> [Task instructions]
Reproduce the records. Keep every word exact and include no images.

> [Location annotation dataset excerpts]
-- START --

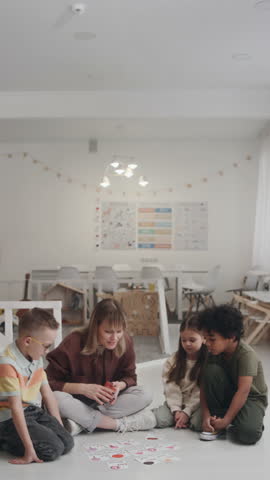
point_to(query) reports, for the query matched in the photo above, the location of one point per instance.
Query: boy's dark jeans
(50, 439)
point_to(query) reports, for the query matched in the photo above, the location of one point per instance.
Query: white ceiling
(138, 46)
(72, 130)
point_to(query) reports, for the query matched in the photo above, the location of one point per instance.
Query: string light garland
(60, 176)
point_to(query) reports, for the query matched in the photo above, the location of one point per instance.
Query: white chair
(6, 337)
(201, 294)
(121, 267)
(153, 274)
(250, 282)
(69, 275)
(105, 280)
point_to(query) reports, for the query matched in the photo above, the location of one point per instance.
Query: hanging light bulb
(132, 166)
(128, 173)
(114, 164)
(123, 167)
(119, 171)
(143, 181)
(105, 182)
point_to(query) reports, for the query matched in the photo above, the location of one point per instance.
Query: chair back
(151, 273)
(121, 267)
(250, 282)
(106, 279)
(213, 277)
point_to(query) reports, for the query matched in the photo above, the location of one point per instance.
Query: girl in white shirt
(181, 378)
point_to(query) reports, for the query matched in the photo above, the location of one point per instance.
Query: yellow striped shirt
(19, 377)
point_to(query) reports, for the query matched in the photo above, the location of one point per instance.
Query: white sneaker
(144, 420)
(72, 427)
(208, 436)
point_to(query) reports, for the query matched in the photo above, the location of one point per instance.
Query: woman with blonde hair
(87, 358)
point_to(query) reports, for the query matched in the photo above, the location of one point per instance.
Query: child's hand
(218, 423)
(181, 420)
(29, 457)
(207, 424)
(117, 388)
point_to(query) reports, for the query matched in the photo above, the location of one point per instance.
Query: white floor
(221, 459)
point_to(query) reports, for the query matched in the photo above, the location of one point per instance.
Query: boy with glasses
(26, 430)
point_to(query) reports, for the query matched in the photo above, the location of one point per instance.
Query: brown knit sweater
(68, 365)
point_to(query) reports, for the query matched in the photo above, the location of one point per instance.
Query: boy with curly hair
(233, 390)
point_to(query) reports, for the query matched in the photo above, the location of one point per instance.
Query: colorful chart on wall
(118, 225)
(191, 226)
(154, 226)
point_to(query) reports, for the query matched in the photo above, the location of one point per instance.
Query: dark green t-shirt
(244, 363)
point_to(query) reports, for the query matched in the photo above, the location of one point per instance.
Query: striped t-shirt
(19, 377)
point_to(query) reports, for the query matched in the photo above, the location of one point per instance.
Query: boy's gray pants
(50, 439)
(165, 418)
(89, 414)
(218, 389)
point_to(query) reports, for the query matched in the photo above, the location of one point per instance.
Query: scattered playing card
(113, 446)
(153, 436)
(128, 443)
(93, 448)
(118, 454)
(137, 452)
(148, 460)
(171, 446)
(98, 458)
(169, 459)
(118, 466)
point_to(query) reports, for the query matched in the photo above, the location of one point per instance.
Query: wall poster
(154, 226)
(191, 226)
(118, 225)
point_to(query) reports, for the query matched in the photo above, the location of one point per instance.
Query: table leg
(164, 329)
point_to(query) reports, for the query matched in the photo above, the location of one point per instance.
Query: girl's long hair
(178, 369)
(111, 311)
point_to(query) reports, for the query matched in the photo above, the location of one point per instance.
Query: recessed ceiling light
(84, 35)
(241, 57)
(262, 5)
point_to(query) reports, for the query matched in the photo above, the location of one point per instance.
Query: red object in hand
(110, 385)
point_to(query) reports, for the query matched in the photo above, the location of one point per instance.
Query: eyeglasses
(44, 345)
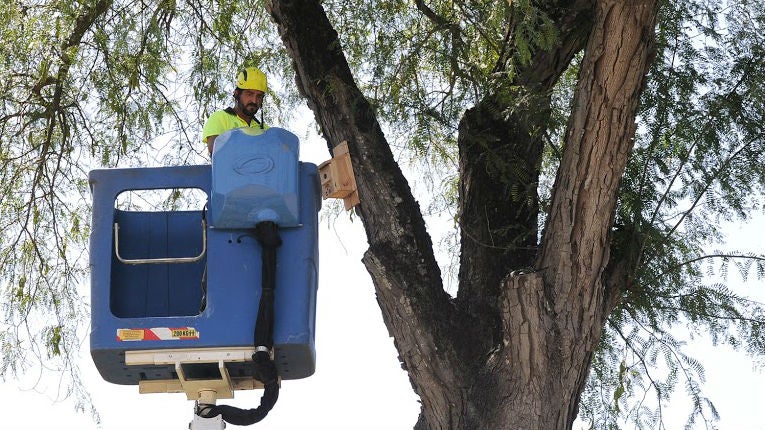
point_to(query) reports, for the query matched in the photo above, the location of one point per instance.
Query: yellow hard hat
(251, 78)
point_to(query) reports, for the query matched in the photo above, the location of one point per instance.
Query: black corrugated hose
(267, 234)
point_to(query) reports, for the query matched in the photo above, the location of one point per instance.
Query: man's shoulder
(223, 113)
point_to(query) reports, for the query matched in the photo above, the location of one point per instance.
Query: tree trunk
(513, 352)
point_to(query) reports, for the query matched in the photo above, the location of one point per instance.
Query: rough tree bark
(513, 349)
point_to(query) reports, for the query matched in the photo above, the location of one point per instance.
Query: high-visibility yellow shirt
(224, 120)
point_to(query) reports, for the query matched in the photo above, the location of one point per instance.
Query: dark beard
(250, 109)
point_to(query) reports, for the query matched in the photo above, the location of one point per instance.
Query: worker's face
(250, 101)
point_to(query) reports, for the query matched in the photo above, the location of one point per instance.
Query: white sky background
(359, 383)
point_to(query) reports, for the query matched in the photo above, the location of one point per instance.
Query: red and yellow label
(157, 333)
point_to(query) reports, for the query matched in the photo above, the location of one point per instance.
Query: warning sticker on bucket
(157, 333)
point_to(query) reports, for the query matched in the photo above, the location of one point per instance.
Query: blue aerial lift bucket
(174, 296)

-- END --

> [Answer to this exercise]
point_to(query) reports, for the query matched in the photo above, the location of one point per instance.
Query: boy's dark jeans
(50, 439)
point_to(query) reports, for the query matched in the photo above, the location of one point per instance.
Query: white ceiling
(138, 46)
(72, 130)
point_to(query) reports, for the query matched in the photo above, the location of one point per instance.
Query: string light garland
(60, 176)
point_to(query) reports, for the query matched in the photo above, the location of one point per instance.
Query: white chair
(6, 337)
(201, 294)
(121, 267)
(153, 274)
(250, 282)
(69, 275)
(105, 280)
point_to(query) reports, for the query matched in the photo above, the location of one point per instance.
Query: hanging light bulb
(132, 166)
(128, 173)
(114, 164)
(123, 167)
(119, 171)
(143, 181)
(105, 182)
point_to(query) reports, for the query matched in the photo above, the location of one point per instance.
Query: chair back
(151, 273)
(121, 267)
(250, 282)
(106, 279)
(213, 277)
point_to(query) reports, for the query matched in the photo above, the location of one point per instance.
Query: girl in white shirt
(181, 378)
point_to(query) reports, for the query matched in the photo above, the location of one point per instance.
Query: yellow striped shirt
(19, 377)
point_to(query) reports, for the query matched in the photo above, the location of one point per instance.
Query: white sneaker
(144, 420)
(72, 427)
(208, 436)
point_to(query) reports, for the query matched in the photo above, the location of one point per instance.
Query: woman with blonde hair
(87, 358)
point_to(query) reports, for the query matched in the photo above, the location of one point per instance.
Query: child's hand
(218, 423)
(181, 420)
(29, 457)
(207, 424)
(117, 388)
point_to(query) reports, for the query matched in the photo above, the location of one point per instance.
Query: white floor
(221, 459)
point_to(query) reports, for the query matched in the photo above, the location of one point per instance.
Query: boy with glasses
(26, 430)
point_to(query) reports, for the query matched in the photo above, the location of one point per instance.
Query: brown knit sweater
(68, 365)
point_to(query) reports, for the query matched in the photo above, the location of one point per instance.
Query: boy with curly hair
(233, 390)
point_to(query) reports, for the query matched in the photo above, the location of one point per instance.
Query: colorful chart on wall
(118, 225)
(191, 226)
(154, 226)
point_to(query) reports, for the query matched in the photo above, the location of one point per instance.
Query: dark green t-shirt
(244, 363)
point_to(query) reports, for the query matched in the photo above, the location of one point per instance.
Query: striped t-shirt
(19, 377)
point_to(query) reports, for the query matched in the photo above, the location of one point per instance.
Query: boy's gray pants
(50, 439)
(165, 418)
(89, 414)
(218, 389)
point_to(query) reports, for the query matched in the photo above, the location of one point per instance.
Query: scattered playing card
(113, 446)
(153, 436)
(128, 443)
(93, 448)
(118, 454)
(137, 452)
(148, 460)
(171, 446)
(98, 458)
(169, 459)
(118, 466)
point_to(query) reports, for the query matched in the photo above, the location of one point per instance.
Query: wall poster
(154, 226)
(191, 226)
(118, 225)
point_to(query) reports, for the query matched in the photo above, the location of one point per instance.
Query: table leg
(164, 329)
point_to(query) reports, for the query matched in the photo above, the location of one point per instance.
Query: girl's long hair
(178, 369)
(111, 311)
point_to(query) reports, for the query matched in the photo above, the location of one point per instance.
Query: recessed ceiling light
(84, 35)
(241, 57)
(262, 5)
point_to(query) reports, for the query matched in the photo above, the location of one point per instance.
Query: red object in hand
(110, 385)
point_to(query) reports, for the query matched in the photo above, the location of one point per instance.
Query: eyeglasses
(44, 345)
point_to(query) reports, for the query matched in the photo above, the location of one point per instance.
Query: yellow hard hat
(251, 78)
point_to(query) reports, for the query matched in the photo above, the location of one point per instance.
Query: black corrugated hose
(267, 234)
point_to(query) reports, for the query matched in the photo above, the location of one point per instance.
Query: man's shoulder
(223, 113)
point_to(query) reports, for the query matched in the photo above, the location of one point per instance.
Query: tree trunk
(513, 352)
point_to(query) reports, for the query matched in the photo above, the location of one point per instance.
Query: rough tree bark
(513, 349)
point_to(query) reports, for the query matched in the photo above, the location of one point per instance.
Query: high-visibility yellow shirt
(224, 120)
point_to(query) reports, for the query matched in the photo above, the location of one point per instance.
Query: dark beard
(250, 109)
point_to(query) reports, for the query matched in the photo above, the location of one point per instance.
Query: worker's face
(250, 101)
point_to(query) reports, for the query matched in the photo above, the location of one point per instance.
Query: white sky background
(359, 383)
point_to(query) reports, for the query matched in the photo above, the location of one point per instance.
Query: red and yellow label
(157, 333)
point_to(query) reports, for the query matched in the photo above, the location of one point per instance.
Query: warning sticker on bucket
(157, 333)
point_to(query) reports, for the query matched in the photo above, the location of one point per instance.
Query: blue aerial lift bucket
(174, 296)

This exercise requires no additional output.